TASK BRIEF —
Which lines in the rows below contain the word "blonde"? Copy out each of those lines.

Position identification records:
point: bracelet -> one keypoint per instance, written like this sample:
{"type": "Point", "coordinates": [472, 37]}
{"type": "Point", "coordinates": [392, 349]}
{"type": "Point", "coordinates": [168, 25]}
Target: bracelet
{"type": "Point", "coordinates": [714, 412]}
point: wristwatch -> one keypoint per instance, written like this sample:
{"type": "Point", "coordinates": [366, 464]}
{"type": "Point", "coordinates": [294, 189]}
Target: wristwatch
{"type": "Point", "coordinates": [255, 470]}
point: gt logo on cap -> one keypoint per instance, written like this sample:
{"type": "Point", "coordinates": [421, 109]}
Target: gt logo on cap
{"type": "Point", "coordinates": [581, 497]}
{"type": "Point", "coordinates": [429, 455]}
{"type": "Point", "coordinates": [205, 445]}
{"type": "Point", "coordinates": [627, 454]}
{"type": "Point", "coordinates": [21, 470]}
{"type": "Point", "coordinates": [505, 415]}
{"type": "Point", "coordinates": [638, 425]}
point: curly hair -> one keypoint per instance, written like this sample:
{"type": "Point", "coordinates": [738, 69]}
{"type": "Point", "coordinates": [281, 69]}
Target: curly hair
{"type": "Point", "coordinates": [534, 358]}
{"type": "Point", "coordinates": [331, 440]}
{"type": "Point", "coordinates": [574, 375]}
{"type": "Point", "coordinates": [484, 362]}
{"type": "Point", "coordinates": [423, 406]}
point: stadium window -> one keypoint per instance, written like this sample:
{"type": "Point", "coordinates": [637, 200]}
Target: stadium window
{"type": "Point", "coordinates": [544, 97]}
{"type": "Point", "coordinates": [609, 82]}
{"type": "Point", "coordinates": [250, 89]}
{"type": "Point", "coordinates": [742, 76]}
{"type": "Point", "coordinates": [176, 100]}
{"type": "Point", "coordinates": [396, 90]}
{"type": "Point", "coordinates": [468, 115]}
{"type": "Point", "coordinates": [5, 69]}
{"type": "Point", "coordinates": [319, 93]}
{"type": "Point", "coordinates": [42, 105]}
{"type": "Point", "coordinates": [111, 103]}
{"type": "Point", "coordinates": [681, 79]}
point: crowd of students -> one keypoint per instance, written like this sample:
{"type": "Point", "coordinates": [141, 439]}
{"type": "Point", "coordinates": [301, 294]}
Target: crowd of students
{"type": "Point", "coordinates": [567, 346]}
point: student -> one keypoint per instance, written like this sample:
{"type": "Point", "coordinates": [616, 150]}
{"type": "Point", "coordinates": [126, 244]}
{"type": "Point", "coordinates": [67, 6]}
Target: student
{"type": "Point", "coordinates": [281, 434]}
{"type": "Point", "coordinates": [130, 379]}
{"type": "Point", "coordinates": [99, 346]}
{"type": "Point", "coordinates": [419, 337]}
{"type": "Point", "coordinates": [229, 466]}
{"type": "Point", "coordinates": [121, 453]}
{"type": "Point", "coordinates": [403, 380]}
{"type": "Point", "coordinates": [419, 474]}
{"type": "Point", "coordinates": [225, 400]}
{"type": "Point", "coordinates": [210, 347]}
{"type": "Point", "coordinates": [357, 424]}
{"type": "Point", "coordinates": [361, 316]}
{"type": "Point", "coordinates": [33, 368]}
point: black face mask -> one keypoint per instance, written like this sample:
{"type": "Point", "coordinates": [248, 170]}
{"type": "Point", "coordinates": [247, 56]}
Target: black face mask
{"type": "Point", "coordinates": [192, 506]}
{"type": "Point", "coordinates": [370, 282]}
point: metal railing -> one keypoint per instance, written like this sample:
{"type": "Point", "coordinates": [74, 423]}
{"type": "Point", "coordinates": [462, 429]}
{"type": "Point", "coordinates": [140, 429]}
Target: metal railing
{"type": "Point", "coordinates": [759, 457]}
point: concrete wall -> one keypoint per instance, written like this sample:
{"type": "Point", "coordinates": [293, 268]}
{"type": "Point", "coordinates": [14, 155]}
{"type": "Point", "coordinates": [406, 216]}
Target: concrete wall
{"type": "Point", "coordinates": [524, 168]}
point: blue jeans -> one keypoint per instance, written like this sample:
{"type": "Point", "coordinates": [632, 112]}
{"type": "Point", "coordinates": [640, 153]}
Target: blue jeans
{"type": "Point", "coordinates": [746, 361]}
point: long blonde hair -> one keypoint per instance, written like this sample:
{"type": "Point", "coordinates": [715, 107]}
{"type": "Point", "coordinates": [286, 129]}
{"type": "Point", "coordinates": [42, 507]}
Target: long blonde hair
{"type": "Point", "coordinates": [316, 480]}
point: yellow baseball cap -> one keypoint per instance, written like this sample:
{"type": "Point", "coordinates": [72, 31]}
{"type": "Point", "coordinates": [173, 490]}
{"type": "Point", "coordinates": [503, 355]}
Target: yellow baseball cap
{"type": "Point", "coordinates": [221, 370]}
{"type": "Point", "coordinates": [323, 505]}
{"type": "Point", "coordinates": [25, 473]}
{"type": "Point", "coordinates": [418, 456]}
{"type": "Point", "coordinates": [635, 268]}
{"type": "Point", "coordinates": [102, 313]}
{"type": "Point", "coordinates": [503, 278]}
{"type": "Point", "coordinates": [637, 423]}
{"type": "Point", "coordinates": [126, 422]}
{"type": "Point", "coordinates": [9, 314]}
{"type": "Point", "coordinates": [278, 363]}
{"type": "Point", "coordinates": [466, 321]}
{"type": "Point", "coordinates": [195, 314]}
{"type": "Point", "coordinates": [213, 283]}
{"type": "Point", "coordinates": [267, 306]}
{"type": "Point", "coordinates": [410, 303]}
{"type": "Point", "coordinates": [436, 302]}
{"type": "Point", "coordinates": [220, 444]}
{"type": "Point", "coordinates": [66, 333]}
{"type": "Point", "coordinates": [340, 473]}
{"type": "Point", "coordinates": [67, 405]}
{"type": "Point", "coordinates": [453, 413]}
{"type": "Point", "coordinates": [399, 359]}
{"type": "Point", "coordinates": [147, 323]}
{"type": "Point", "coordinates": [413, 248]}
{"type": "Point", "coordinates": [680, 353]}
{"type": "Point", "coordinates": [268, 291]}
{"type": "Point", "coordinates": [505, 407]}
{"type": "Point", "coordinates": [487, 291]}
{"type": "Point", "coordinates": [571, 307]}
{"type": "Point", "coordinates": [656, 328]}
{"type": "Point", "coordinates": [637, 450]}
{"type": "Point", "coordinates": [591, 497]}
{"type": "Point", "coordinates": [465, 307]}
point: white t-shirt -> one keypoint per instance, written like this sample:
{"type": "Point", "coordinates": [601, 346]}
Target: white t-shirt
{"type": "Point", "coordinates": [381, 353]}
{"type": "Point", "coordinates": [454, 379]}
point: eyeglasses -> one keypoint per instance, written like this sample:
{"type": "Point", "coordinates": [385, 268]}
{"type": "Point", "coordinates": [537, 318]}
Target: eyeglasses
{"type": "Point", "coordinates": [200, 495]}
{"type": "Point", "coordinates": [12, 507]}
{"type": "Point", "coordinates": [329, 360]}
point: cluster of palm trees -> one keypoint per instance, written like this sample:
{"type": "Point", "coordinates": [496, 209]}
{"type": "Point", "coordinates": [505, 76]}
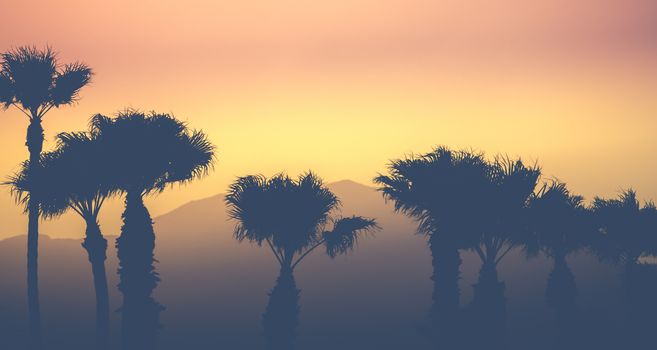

WORKED ANSWER —
point: long blonde hair -> one keypoint per instance, written like this sample:
Target: long blonde hair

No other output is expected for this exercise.